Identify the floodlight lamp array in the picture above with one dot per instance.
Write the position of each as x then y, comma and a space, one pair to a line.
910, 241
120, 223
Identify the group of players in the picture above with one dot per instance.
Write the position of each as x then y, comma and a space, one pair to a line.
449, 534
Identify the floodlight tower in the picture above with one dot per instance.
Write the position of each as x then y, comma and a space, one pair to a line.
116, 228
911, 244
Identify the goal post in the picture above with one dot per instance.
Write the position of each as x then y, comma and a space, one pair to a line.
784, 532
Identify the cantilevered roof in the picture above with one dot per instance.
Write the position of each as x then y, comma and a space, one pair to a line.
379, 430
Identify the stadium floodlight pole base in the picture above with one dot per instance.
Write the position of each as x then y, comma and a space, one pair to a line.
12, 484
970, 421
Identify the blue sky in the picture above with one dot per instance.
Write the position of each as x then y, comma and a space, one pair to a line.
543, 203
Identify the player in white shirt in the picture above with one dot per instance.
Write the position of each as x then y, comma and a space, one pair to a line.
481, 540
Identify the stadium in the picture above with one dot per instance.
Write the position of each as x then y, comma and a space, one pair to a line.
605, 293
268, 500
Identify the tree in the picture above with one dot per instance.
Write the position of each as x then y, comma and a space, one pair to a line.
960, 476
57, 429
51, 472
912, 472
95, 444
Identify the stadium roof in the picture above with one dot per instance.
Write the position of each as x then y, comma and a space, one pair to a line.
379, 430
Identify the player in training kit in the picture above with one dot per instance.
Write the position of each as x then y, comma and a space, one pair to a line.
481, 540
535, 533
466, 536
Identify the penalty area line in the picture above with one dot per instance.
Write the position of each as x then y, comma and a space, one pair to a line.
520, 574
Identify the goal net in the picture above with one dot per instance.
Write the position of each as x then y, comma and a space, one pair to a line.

Exercise objective:
Using the exact wording, write out all of the records.

The response:
Identify the floodlight lamp array in the picture above with one dot per instance.
Write the position of each as x then y, comma and a space, one pair to a line.
910, 241
120, 223
Identify the group of players in the picture above with one dot per instance.
Write the position of each as x then y, comma and a space, one pair to a line.
449, 534
Identify the floodlight tower in the picture above with one dot per instance.
Write the position of each as x then y, comma and a space, one pair to a line.
116, 228
911, 244
Identify the goal post in the picture above with one dot per instance.
Write the position of each as x then y, comma and a space, one pair to a line.
784, 532
Identify the cantilevered roof in the picture above with one dot per instance.
Write the position of each as x then y, comma and a space, one pair to a line.
379, 430
Identify the stadium floodlight pole base in the picture above with one dot per instance.
Write the position of each as x then y, comma and a space, one pair to a line.
12, 484
970, 421
Identify the blue sky in the picture above with one dot per instance.
Write the position of each as x then y, comma and a space, one pair to a line.
543, 203
Identify the player in white shirt in the picture above with one dot per instance.
Write the position of each as x then y, comma and a space, one pair to a line.
481, 540
Identify the stadium in the picture above with one dot per instance.
Write the position of each as x then y, comma and a space, one pair to a line.
605, 293
268, 500
Identify the tree in the picture above with one dot per instance.
Write the position of each as x then y, comma and a space, one pair to a line.
960, 476
57, 429
51, 472
912, 472
95, 444
Identify the stadium roof in the picture above with one dot per instance.
Write the position of each as x then y, comma and a space, one pair to a line.
379, 430
Identify the player in training kit in the picture above with one dot per instance.
Write the position of each as x then y, comma and a space, one pair to a line.
481, 540
535, 533
466, 536
Identify the penalty area line in the picture above with one dot per instance.
Write the position of each as x then y, comma and a space, one pair to a line.
520, 574
Identify the goal net in the picture above with one dot per instance.
Write the position of each as x then y, comma and a space, one pair to a line.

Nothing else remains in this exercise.